Extract every line of the material below and reproduce it faithfully.

**** Data section ****

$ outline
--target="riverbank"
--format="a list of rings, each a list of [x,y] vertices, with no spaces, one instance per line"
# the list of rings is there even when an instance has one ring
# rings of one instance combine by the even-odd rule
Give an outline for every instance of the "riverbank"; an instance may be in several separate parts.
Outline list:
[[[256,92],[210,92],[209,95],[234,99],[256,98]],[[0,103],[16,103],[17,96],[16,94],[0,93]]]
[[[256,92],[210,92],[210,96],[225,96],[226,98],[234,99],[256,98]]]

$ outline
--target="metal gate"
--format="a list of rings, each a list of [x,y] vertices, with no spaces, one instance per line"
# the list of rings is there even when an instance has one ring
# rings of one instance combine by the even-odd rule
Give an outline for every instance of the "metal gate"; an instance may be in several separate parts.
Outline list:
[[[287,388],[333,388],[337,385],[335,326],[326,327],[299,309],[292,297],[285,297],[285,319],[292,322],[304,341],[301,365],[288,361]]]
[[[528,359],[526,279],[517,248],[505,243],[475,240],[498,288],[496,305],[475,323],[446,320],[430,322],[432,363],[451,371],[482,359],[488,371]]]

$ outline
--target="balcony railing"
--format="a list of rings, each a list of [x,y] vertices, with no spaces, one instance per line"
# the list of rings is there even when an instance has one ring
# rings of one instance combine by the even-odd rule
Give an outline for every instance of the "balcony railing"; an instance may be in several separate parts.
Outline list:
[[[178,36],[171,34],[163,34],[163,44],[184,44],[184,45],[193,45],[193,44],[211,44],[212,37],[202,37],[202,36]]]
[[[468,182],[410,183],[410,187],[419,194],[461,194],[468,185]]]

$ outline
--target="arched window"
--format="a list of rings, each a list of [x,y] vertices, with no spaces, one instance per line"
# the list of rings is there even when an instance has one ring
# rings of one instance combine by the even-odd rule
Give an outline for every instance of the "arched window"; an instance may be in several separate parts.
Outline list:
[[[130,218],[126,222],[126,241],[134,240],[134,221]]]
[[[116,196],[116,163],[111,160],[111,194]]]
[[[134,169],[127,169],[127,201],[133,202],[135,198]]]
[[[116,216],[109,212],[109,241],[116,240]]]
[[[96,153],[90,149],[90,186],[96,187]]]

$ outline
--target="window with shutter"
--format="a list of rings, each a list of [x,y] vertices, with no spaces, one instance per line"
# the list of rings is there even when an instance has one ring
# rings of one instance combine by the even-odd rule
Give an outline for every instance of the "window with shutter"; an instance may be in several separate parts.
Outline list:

****

| Solution for this problem |
$ outline
--target="riverbank"
--format="a list of rings, each a list of [x,y] vertices, with no spaces, one instance per line"
# the list of rings is there even when an instance has one ring
# rings of one instance combine by the even-odd rule
Give an outline for every instance of the "riverbank"; an instance may be in several separate parts.
Outline list:
[[[256,92],[210,92],[209,95],[234,99],[256,98]],[[0,103],[16,103],[17,96],[16,94],[0,93]]]
[[[256,92],[210,92],[210,96],[225,96],[226,98],[234,99],[256,98]]]

$ outline
--target="metal gate"
--format="a list of rings, each a list of [x,y] vertices, with no spaces, one instance per line"
# the list of rings is there even when an instance has one ring
# rings of one instance combine by the even-odd rule
Give an outline for every instance of the "metal gate"; an instance may be in several separate parts.
Outline list:
[[[287,388],[333,388],[337,385],[335,326],[326,327],[299,309],[292,297],[285,297],[285,319],[292,322],[304,341],[301,365],[288,361]]]
[[[528,359],[526,279],[517,248],[505,243],[475,240],[498,288],[496,305],[475,323],[446,320],[430,322],[432,363],[451,371],[482,359],[488,371]]]

$ outline
--target="balcony railing"
--format="a list of rings, each a list of [x,y] vertices, with no spaces, one instance per line"
# the list of rings is there even when an instance has one ring
# rings of one instance combine by the even-odd rule
Give an outline for every instance of the "balcony railing"; an instance may be in several separate parts.
Outline list:
[[[178,36],[171,34],[163,34],[163,44],[184,44],[184,45],[193,45],[193,44],[211,44],[212,37],[202,37],[202,36]]]
[[[468,182],[410,183],[410,187],[419,194],[461,194],[468,185]]]

$ outline
--target="arched window"
--format="a list of rings, each a list of [x,y] vertices, with no spaces, one instance per line"
# the list of rings is there even when an instance has one ring
# rings of one instance combine by the even-odd rule
Give an outline for every instance of the "arched window"; an instance may be in several separate parts.
Outline list:
[[[130,218],[126,222],[126,241],[134,240],[134,221]]]
[[[116,196],[116,163],[111,160],[111,194]]]
[[[134,169],[127,169],[127,201],[133,202],[135,198]]]
[[[116,216],[109,212],[109,241],[116,240]]]
[[[96,153],[90,149],[90,186],[96,187]]]

$ outline
--target="window with shutter"
--format="a list of rings, each a list of [x,y] vertices, with no spaces, one instance per line"
# the list of rings is there even when an instance has one ring
# rings of one instance combine by the even-odd rule
Give an outline for every instance of the "window with shutter"; an instance may be in several separate parts.
Outline list:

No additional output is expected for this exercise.